• [What the task requires] Copy out the line containing "Could you please locate the cloudy" and each line after it, through the last one in the material, exactly as written.

• [Data supplied]
---------------
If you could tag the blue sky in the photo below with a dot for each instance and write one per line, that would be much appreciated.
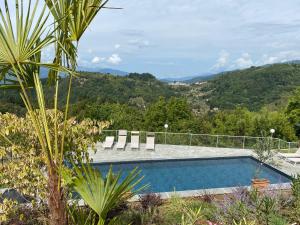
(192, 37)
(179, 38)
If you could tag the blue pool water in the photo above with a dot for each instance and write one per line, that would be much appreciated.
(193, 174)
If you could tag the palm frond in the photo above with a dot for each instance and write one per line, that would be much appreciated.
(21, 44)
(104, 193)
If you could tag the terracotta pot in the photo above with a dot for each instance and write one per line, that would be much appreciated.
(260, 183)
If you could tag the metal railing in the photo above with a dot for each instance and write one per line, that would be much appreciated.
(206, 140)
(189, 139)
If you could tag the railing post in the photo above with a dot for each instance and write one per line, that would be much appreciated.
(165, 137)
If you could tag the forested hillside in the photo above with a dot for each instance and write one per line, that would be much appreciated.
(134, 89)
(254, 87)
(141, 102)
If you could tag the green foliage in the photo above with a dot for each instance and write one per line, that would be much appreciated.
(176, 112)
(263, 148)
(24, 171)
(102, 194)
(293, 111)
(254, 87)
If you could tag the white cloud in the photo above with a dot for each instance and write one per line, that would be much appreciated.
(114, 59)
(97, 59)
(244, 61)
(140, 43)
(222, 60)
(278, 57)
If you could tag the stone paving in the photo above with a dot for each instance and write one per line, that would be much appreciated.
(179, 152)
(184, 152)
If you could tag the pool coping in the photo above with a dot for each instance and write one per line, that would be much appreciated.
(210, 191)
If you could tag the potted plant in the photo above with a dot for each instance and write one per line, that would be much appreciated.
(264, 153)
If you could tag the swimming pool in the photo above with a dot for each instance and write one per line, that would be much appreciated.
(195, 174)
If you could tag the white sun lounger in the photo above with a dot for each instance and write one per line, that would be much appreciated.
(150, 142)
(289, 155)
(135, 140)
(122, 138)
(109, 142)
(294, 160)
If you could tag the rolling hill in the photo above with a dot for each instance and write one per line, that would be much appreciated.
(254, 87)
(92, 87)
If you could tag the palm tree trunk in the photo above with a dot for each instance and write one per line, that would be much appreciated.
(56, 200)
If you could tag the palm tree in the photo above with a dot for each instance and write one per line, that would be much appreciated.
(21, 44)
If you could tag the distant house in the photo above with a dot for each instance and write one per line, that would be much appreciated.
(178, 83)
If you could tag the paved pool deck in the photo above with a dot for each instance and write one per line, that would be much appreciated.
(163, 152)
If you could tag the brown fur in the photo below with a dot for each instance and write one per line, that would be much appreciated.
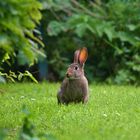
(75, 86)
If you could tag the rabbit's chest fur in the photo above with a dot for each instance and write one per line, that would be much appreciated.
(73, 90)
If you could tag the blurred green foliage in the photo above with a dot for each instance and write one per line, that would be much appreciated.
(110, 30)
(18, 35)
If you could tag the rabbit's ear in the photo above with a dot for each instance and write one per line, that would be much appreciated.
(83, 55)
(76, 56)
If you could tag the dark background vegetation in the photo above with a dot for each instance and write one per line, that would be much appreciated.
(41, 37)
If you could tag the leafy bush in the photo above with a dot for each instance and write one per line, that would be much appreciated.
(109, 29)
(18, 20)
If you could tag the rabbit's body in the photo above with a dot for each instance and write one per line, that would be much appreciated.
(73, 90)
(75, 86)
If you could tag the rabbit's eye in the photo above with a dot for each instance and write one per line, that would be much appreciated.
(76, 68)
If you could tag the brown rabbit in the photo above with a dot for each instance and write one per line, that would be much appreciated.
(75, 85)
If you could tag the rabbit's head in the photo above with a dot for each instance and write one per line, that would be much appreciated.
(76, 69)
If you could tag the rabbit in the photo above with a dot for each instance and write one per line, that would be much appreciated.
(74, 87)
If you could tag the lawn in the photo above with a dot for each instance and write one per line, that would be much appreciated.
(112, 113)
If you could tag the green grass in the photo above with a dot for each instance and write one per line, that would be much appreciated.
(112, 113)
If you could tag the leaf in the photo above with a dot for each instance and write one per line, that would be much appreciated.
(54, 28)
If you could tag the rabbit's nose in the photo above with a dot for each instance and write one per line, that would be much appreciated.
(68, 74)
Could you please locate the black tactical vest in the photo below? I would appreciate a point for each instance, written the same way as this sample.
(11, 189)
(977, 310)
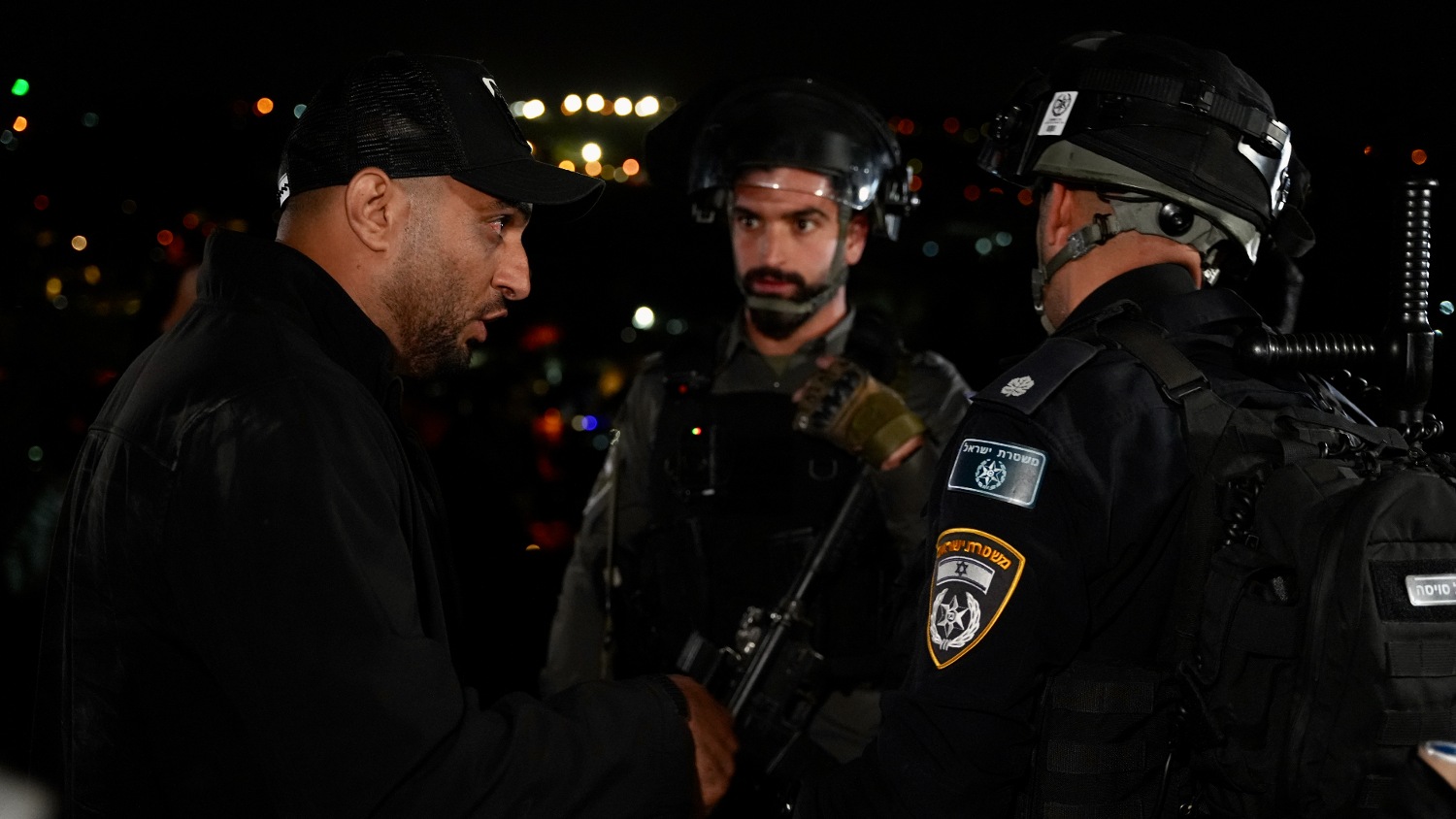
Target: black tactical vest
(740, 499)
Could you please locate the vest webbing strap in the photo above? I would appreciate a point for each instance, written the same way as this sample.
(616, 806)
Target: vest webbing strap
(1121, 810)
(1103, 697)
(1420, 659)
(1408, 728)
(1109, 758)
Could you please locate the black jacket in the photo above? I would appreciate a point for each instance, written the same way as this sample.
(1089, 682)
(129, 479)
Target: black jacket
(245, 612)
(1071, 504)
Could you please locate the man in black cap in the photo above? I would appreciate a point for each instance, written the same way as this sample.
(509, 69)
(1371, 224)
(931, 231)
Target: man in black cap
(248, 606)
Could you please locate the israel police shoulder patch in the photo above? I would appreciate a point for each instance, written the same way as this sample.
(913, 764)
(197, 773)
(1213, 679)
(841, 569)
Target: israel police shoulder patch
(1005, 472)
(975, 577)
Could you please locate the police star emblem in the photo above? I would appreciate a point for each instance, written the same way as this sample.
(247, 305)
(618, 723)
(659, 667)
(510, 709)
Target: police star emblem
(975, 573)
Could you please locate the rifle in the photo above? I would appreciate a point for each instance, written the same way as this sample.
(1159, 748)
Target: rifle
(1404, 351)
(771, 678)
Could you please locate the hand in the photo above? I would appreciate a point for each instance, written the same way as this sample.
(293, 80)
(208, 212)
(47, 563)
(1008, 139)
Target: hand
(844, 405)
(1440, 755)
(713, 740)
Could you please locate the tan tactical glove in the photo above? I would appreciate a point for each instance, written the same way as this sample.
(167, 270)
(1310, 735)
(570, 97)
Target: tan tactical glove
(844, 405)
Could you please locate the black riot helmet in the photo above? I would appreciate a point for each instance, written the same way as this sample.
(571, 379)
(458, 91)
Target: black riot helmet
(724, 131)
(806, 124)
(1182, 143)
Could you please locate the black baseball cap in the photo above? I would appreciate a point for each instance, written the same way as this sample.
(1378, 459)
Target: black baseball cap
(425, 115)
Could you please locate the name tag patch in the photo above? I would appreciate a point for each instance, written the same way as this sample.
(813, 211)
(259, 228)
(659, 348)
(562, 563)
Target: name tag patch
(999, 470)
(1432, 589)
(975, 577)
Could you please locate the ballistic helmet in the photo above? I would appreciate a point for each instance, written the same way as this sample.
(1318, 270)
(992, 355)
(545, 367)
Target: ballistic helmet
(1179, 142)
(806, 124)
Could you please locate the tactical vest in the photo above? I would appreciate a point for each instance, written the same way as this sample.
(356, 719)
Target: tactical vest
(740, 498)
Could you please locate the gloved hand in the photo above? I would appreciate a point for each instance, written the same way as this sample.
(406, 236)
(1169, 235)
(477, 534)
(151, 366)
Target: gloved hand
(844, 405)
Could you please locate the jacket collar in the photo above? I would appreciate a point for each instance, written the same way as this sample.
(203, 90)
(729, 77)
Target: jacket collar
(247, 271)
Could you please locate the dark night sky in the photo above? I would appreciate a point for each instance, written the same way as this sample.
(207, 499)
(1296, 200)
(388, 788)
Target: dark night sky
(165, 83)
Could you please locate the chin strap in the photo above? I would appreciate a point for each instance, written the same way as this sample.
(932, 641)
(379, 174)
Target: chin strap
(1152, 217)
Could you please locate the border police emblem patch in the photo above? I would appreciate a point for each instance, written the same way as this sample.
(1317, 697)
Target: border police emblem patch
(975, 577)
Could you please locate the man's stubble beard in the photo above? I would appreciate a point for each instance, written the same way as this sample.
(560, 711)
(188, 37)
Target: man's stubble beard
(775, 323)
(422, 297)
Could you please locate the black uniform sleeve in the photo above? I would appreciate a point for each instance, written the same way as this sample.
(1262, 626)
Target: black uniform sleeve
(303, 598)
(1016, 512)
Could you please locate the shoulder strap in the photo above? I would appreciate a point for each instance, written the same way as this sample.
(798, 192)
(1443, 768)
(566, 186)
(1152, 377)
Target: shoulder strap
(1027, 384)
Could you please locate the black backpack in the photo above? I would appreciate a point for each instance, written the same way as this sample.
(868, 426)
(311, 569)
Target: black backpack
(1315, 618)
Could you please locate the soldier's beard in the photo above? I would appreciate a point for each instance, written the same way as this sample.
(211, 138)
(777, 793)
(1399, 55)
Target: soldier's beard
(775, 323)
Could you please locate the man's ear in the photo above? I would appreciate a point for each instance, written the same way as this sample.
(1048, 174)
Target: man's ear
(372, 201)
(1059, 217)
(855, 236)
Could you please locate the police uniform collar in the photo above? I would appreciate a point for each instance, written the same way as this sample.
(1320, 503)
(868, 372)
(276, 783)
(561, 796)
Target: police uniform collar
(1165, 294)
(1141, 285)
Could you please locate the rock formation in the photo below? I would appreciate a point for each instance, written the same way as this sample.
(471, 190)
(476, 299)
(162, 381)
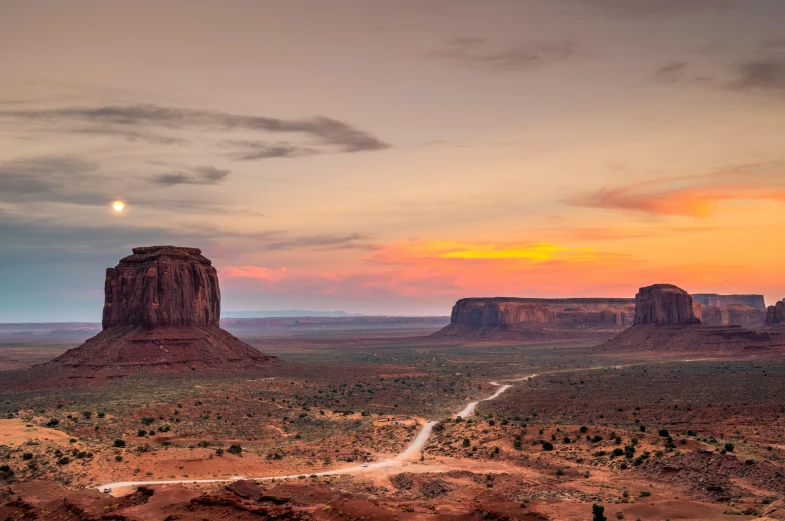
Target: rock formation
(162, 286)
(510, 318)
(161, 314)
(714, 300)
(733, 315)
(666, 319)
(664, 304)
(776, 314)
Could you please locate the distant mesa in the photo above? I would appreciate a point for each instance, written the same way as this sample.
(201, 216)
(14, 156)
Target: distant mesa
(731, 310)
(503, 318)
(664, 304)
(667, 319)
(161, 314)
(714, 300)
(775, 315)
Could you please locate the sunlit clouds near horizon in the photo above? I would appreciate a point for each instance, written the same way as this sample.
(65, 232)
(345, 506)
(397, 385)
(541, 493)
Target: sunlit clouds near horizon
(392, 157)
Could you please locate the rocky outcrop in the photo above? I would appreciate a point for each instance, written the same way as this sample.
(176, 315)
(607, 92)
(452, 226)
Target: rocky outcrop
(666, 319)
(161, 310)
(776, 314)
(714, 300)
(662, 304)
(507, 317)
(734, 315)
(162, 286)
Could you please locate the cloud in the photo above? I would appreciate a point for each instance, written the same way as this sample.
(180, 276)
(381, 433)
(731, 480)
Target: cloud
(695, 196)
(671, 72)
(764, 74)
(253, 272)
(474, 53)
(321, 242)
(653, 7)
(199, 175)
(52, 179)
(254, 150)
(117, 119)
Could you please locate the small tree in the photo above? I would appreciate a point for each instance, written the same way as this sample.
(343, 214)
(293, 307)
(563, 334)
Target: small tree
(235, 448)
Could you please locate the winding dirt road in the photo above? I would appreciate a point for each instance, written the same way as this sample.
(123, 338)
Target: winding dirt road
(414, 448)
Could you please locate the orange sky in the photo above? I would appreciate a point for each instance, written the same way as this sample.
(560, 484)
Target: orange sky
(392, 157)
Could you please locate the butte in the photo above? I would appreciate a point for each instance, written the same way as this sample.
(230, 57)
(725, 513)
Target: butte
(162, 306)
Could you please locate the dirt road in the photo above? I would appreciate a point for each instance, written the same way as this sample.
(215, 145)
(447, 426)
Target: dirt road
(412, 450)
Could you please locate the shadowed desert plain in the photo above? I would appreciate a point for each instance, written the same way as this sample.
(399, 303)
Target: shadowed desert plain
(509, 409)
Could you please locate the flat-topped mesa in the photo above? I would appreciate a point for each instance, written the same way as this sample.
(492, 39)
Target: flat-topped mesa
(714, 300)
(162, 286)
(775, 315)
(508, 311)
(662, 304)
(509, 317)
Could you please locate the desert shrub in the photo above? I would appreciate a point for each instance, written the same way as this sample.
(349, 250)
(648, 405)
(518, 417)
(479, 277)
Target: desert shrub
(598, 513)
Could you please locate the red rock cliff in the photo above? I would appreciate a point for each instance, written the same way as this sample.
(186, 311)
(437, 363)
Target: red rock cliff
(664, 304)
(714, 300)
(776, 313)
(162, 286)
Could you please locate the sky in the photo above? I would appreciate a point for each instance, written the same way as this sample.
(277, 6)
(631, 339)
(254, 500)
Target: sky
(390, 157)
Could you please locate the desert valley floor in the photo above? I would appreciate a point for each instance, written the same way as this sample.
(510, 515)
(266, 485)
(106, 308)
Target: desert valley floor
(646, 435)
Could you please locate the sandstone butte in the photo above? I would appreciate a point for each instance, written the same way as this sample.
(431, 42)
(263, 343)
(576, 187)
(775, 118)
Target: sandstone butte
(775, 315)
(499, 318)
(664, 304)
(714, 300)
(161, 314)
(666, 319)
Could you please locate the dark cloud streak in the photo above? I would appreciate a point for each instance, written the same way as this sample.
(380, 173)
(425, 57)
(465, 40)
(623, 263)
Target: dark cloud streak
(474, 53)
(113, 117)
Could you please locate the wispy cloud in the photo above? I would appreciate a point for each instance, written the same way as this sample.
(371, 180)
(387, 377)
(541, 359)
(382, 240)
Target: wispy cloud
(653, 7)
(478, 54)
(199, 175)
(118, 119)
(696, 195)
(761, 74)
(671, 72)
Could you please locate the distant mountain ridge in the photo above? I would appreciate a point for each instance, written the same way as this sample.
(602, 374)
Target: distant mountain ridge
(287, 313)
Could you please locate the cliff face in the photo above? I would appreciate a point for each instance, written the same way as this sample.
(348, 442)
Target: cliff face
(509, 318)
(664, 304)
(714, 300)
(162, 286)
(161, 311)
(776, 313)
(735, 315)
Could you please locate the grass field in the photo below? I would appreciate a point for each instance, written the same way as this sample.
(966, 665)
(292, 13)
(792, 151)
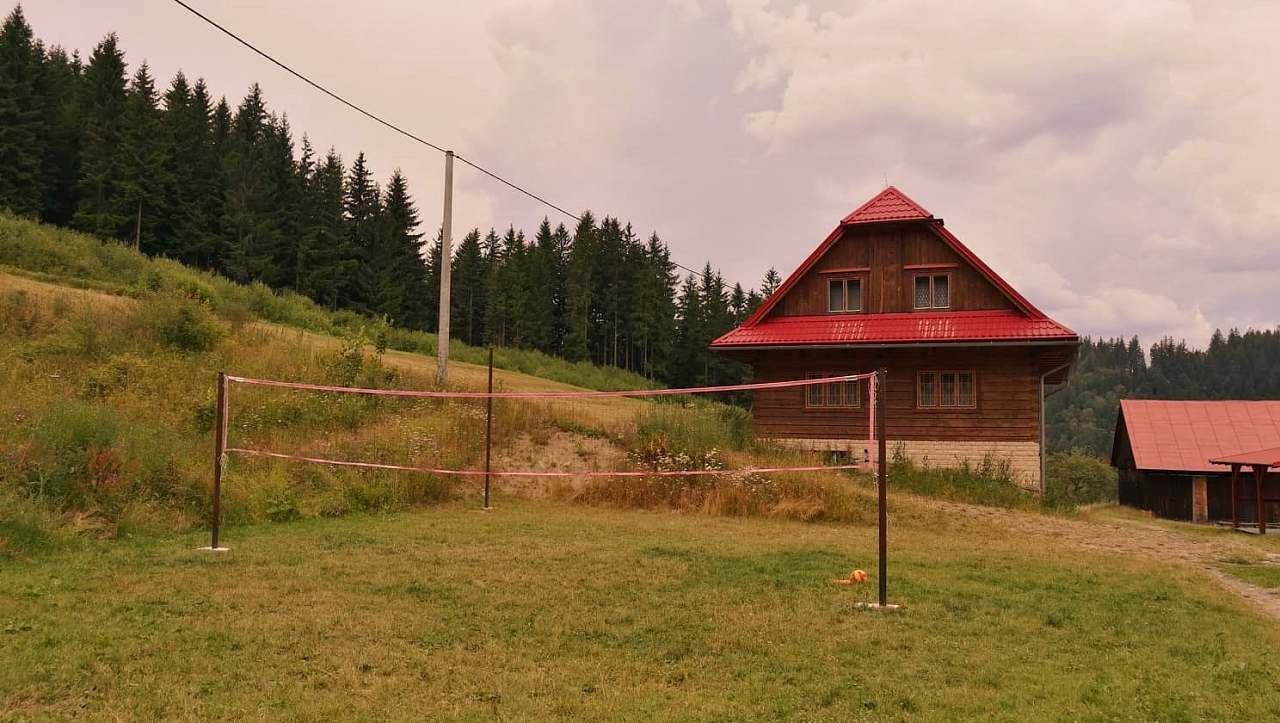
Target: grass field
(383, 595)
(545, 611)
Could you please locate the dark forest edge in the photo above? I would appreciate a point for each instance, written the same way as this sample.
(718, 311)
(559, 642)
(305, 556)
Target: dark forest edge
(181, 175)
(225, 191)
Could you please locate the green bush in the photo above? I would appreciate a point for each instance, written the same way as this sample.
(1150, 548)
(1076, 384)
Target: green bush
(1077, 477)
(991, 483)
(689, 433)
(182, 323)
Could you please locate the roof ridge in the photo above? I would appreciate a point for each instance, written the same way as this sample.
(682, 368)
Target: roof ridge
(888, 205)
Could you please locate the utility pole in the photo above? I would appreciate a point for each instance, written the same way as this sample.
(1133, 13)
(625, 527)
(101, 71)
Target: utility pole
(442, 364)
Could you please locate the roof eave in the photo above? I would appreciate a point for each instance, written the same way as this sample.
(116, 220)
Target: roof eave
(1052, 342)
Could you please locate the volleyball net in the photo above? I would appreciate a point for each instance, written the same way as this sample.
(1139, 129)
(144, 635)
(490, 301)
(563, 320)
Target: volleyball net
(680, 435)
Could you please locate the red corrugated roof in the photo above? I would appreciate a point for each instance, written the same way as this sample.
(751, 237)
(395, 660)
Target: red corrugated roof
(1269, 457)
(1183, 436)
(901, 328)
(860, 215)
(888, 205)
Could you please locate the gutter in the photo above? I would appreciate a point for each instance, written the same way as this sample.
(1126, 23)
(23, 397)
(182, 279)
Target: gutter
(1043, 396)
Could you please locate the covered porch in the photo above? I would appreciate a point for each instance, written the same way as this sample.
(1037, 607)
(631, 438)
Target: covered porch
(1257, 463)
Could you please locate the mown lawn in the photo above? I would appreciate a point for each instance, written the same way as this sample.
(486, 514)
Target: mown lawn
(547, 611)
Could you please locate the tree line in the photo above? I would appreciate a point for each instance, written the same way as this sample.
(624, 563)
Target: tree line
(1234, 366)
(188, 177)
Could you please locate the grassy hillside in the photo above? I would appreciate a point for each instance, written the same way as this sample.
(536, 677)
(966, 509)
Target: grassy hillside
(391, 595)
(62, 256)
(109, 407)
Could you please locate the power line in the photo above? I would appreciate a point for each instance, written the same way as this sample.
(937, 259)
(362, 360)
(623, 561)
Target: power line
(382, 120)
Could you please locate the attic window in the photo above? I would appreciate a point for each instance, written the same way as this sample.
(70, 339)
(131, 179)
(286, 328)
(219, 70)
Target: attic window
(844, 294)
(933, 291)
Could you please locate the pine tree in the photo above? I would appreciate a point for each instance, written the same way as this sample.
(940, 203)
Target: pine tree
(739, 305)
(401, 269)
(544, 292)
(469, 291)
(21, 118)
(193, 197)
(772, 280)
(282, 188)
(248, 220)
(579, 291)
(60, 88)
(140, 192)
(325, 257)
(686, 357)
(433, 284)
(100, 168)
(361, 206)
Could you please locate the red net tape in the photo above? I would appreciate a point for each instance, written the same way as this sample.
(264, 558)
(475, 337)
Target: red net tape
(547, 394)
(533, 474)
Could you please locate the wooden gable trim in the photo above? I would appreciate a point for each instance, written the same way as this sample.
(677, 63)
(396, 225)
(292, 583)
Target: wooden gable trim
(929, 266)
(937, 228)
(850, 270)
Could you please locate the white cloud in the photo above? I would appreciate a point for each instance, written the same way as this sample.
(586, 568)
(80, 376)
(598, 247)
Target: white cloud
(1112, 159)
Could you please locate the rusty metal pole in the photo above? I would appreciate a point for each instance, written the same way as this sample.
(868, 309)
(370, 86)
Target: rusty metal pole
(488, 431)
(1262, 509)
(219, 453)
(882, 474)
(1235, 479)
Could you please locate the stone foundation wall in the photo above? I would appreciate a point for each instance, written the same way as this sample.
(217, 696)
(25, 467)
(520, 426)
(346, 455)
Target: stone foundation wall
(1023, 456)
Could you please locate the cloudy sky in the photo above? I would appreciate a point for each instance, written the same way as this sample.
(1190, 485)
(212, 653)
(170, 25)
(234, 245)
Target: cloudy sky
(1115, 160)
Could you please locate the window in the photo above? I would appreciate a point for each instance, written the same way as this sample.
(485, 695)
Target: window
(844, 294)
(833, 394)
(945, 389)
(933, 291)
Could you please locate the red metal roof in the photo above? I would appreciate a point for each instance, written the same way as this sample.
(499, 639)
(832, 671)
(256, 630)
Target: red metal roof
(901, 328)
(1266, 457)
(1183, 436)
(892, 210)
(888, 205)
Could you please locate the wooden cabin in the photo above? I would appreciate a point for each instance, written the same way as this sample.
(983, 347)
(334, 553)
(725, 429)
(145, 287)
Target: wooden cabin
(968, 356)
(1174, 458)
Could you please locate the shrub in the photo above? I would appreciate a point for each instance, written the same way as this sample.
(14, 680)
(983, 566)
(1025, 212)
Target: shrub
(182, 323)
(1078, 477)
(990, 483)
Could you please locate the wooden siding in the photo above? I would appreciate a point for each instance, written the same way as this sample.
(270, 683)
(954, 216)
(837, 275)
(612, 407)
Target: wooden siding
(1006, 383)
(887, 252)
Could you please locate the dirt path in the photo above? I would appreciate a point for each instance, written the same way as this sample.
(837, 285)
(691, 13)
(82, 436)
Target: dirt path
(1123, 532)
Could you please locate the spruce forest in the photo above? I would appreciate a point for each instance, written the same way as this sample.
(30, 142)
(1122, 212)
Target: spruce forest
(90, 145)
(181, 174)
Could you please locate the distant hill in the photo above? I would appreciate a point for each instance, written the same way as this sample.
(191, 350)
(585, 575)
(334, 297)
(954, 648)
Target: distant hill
---------------
• [Solution to the problem]
Could you please locate the cloudy sky in the photo above? I would appreciate a point for each instance, written the same way as this sample.
(1190, 485)
(212, 653)
(170, 25)
(234, 245)
Target: cloudy sky
(1115, 160)
Could you please locate the window in the photo above? I would appreciate a point for each instance, written the same way as this sample.
(485, 695)
Target: window
(844, 294)
(833, 394)
(945, 389)
(933, 291)
Could you please locate the red metal roof in the photo above? I would appreciate a point for each instance, written the same way as this sample.
(499, 639)
(832, 671)
(256, 630)
Target: red metal roof
(901, 328)
(1266, 457)
(1183, 436)
(892, 210)
(888, 205)
Could you please locate the wooden cabin in the photo above? I would appreciate a point for each instance, written the same way as this sample.
(983, 347)
(334, 553)
(725, 429)
(145, 287)
Target: wooden cabin
(968, 356)
(1174, 458)
Could you please locate the shrub in the photo above? I would appreciate a point for each instance, written the same way as this sample.
(14, 680)
(983, 566)
(1025, 212)
Target: shrub
(182, 323)
(1078, 477)
(990, 483)
Could you please locate the wooden siding in the photo above? I would appreciate a point for each instance, written the same way as this sample.
(270, 683)
(954, 216)
(837, 275)
(612, 407)
Target: wooden siding
(1006, 383)
(887, 252)
Could you please locate the dirt path in the photo above? I would appreciate a point for each instance, written the same way as this sample.
(837, 285)
(691, 13)
(82, 436)
Target: dirt path
(1123, 532)
Could you please locate the spruce forest in the photo above? I would appreciate a point for each instance, written the same way as this sample.
(30, 142)
(1122, 212)
Target: spruce forest
(90, 145)
(181, 174)
Could you please locate the distant hill in the photo above? I would appreciate a point for each instance, written the same way as this sample.
(191, 350)
(585, 575)
(334, 297)
(954, 648)
Target: distant hill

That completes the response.